The signaling molecule worked so well that a commercial camcorder sufficed to watch the heart turning green with each contraction. At 128 frames per second, the temporal resolution was high enough to record the conduction of Ca2+ waves from cell to cell throughout the heart.
Figure 2 shows the result in the case of an adult mouse. The sequence begins at the top left as the left and right atria prepare to contract. Just after the middle of the top row, the atrial Ca2+ concentration and contraction peak. Then, by about the middle of the bottom row, the ventricular Ca2+ concentration and contraction peak.
Figure 2. A sequence of movie stills shows Ca2+-dependent fluorescence ebbs and flows during one cardiac cycle in a live adult mouse. Time runs from left to right in both rows, while red indicates high intensity and blue indicates low intensity. The heart’s blood vessels are clearly visible because the GCaMP2 protein is produced only in heart muscle cells. You can watch the movie itself, and others, at
(Adapted from ref. 1.)
Because the gene for GCaMP2 is expressed, not injected, it’s possible to track the development of the embryonic heart. Strong Ca2+ signals first appear 10 days after embryonic cells start to divide. At that point, the heart has only two chambers connected by a narrow canal.
Like any other pump, the embryonic heart needs time to fill up before discharging. Adult hearts introduce a delay at the atrioventricular (AV) node. The heart’s pacemaker, the sinoatrial node, lies in the right atrium and transmits electrochemical signals to the AV node, which lies between the right atrium and right ventricle. When an electrical signal reaches the AV node, high resistance slows the signal’s retransmission to the ventricles. The delay—about 0.1 s in the human heart—makes pumping possible.
+--
What you need to do:
**1.** From the passage on calcium imaging in the mouse heart, copy out the words starting at "Figure 2. A" and ending at "from ref. 1.)".
**2.** Extend the passage on calcium imaging in the mouse heart, picking up after its last sentence.

Available data:
+--
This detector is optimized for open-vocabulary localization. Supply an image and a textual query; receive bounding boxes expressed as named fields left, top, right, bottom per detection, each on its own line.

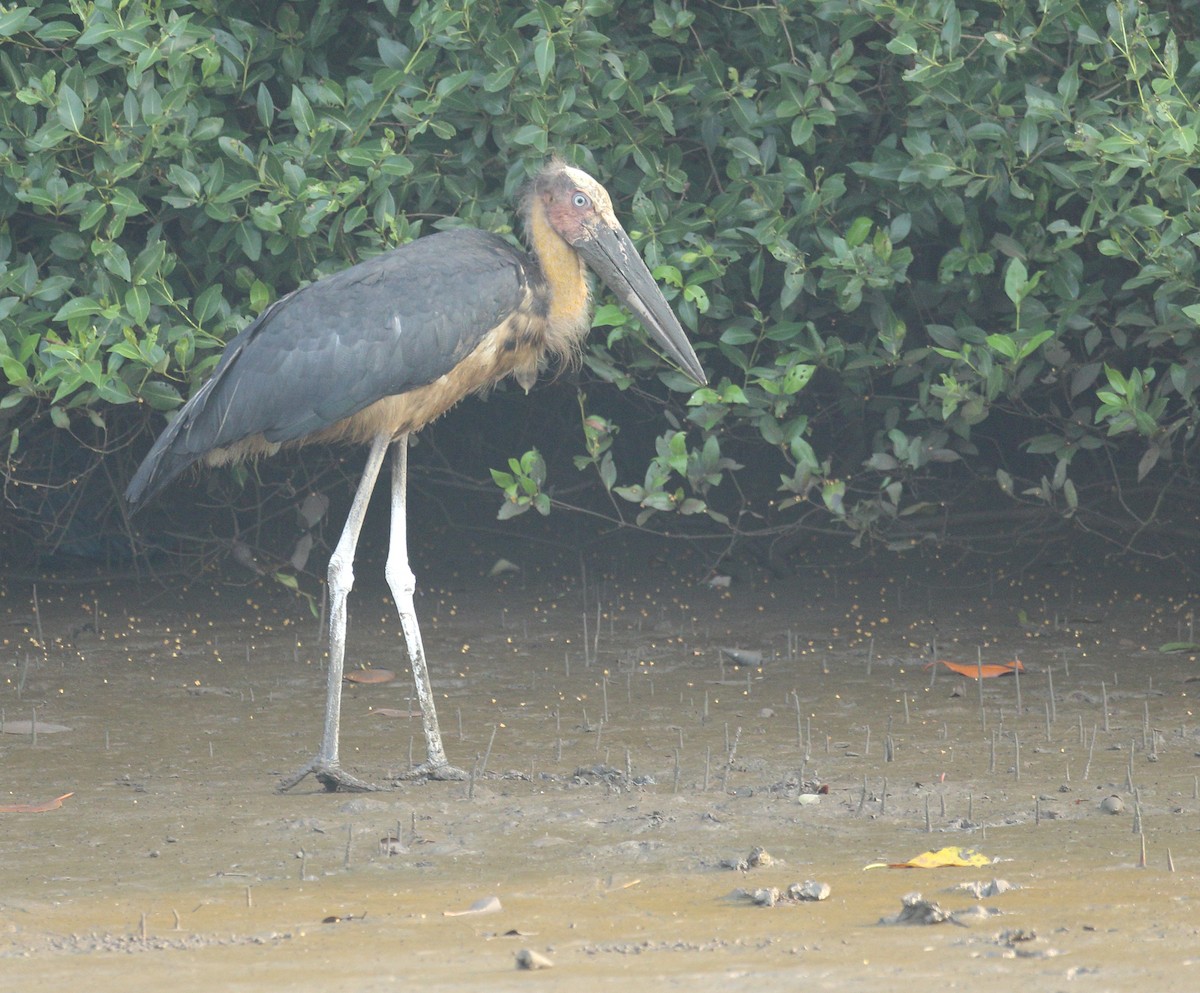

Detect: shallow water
left=0, top=539, right=1200, bottom=993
+--
Expected outputs:
**1.**
Figure 2. A sequence of movie stills shows Ca2+-dependent fluorescence ebbs and flows during one cardiac cycle in a live adult mouse. Time runs from left to right in both rows, while red indicates high intensity and blue indicates low intensity. The heart’s blood vessels are clearly visible because the GCaMP2 protein is produced only in heart muscle cells. You can watch the movie itself, and others, at
(Adapted from ref. 1.)

**2.**
But an embryonic heart starts pumping before its AV node develops. How does it achieve the necessary delay? Biologists had found a patch of specialized cells near the interchamber canal of embryonic hearts that looked as though it might serve as the delay’s source.
Kotlikoff and his collaborators filmed embryonic hearts at various stages. At 10.5 days after the onset of cell division, Ca2+ signals flow quickly over the single atrial chamber, slow by a factor of 10 at the interchamber canal, then pick up speed again over the single ventricular chamber. By 13.5 days, the AV node has formed and the Ca2+ signals no longer evince direct conduction between the chambers. Other data suggest the specialized cells undergo programmed cell death.
Arrhythmias arise in fetal and adult hearts when the heart’s signaling system doesn’t work properly. If those malfunctions arise early, Kotlikoff hopes his technique can find them.
References
1. Y. N. Tallini et al. Proc. Natl. Acad. Sci. USA 103, 4753 (2006) https://doi.org/10.1073/pnas.0509378103 .
2. G. S. Baird, D. A. Zacharias, R. Y. Tsien, Proc. Natl. Acad. Sci. USA 96, 11241 (1999) https://doi.org/10.1073/pnas.96.20.11241 .